Task brief - Exclude all pictures. Then restate, word for word, the entries from the first line through the line that contains "# example output, e.g. point(310, 98)".

▬▬▬

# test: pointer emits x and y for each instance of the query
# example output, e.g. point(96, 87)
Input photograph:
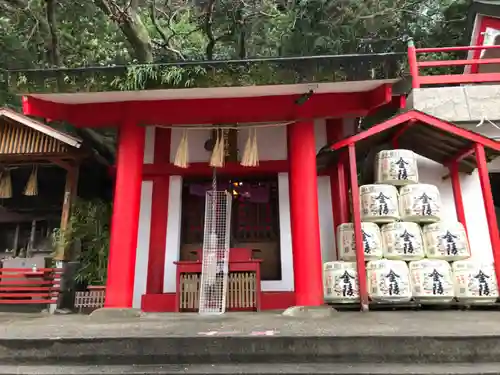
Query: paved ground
point(395, 323)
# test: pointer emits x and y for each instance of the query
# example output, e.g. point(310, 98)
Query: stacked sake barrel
point(411, 253)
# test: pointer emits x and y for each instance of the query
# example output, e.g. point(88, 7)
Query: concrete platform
point(263, 369)
point(425, 337)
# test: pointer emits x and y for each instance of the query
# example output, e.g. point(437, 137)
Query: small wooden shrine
point(39, 176)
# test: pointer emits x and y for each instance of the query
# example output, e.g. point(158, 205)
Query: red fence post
point(358, 235)
point(489, 206)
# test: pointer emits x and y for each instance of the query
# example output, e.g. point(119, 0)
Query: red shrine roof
point(426, 135)
point(217, 105)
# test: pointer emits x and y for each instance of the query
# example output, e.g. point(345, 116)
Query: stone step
point(251, 349)
point(264, 369)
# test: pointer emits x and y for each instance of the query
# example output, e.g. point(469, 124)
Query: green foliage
point(89, 230)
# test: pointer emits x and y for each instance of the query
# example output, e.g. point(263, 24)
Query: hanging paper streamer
point(5, 184)
point(218, 153)
point(250, 156)
point(182, 155)
point(31, 188)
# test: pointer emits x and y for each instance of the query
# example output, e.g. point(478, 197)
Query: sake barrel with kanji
point(475, 282)
point(371, 238)
point(420, 203)
point(396, 167)
point(446, 240)
point(402, 241)
point(388, 281)
point(431, 281)
point(379, 203)
point(340, 281)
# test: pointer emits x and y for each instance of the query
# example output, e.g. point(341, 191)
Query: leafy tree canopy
point(54, 33)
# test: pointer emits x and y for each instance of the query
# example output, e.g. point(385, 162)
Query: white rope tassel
point(5, 185)
point(245, 159)
point(254, 154)
point(182, 155)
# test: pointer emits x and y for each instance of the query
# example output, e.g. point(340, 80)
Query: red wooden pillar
point(307, 267)
point(125, 220)
point(358, 234)
point(159, 215)
point(489, 206)
point(457, 194)
point(334, 133)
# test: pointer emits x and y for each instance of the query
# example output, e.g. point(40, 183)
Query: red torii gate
point(458, 149)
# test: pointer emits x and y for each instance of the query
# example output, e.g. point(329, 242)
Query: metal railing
point(449, 79)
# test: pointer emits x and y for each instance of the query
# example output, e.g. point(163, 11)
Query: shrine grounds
point(128, 342)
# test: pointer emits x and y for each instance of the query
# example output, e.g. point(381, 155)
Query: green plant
point(89, 232)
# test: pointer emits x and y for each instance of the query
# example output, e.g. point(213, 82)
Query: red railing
point(446, 79)
point(19, 286)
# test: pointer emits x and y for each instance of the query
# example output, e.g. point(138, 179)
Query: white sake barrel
point(340, 282)
point(396, 167)
point(431, 281)
point(420, 203)
point(372, 241)
point(379, 203)
point(402, 241)
point(388, 281)
point(475, 282)
point(446, 240)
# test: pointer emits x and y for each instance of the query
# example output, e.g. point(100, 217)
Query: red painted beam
point(159, 215)
point(459, 78)
point(400, 132)
point(210, 110)
point(433, 64)
point(395, 121)
point(413, 63)
point(425, 119)
point(203, 169)
point(455, 49)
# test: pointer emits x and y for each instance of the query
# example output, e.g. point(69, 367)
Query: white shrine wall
point(272, 144)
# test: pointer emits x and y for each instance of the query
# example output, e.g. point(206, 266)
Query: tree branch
point(50, 8)
point(167, 39)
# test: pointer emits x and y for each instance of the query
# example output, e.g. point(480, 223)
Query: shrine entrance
point(254, 219)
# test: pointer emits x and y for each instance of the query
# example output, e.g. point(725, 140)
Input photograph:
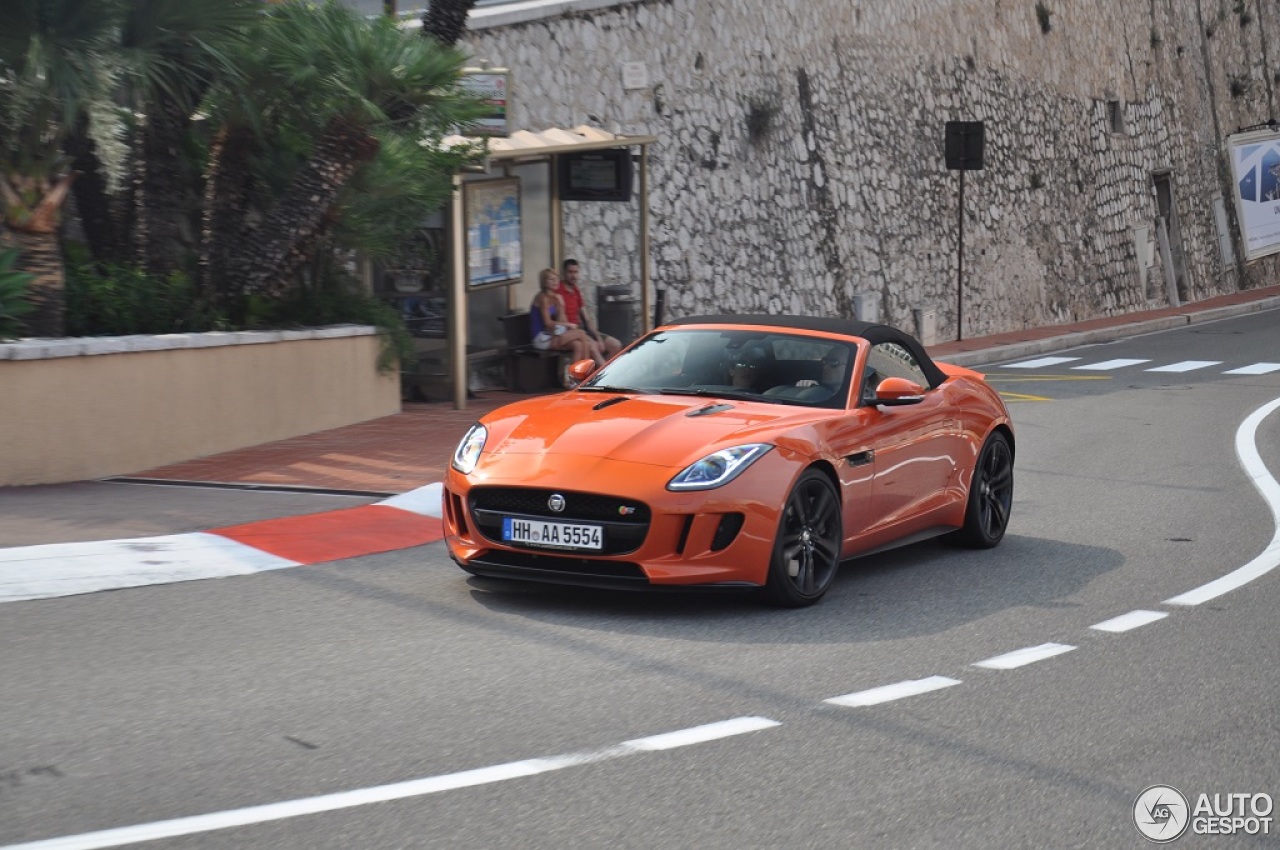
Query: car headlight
point(467, 452)
point(718, 467)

▬▬▬

Solution to this exercise -
# test: pointer emits x and y for each instance of the query
# example output, e.g. point(96, 87)
Input photograph:
Query: paved ground
point(395, 323)
# test: pointer emits x and y for each instance of the query
# example output, e.g. point(310, 98)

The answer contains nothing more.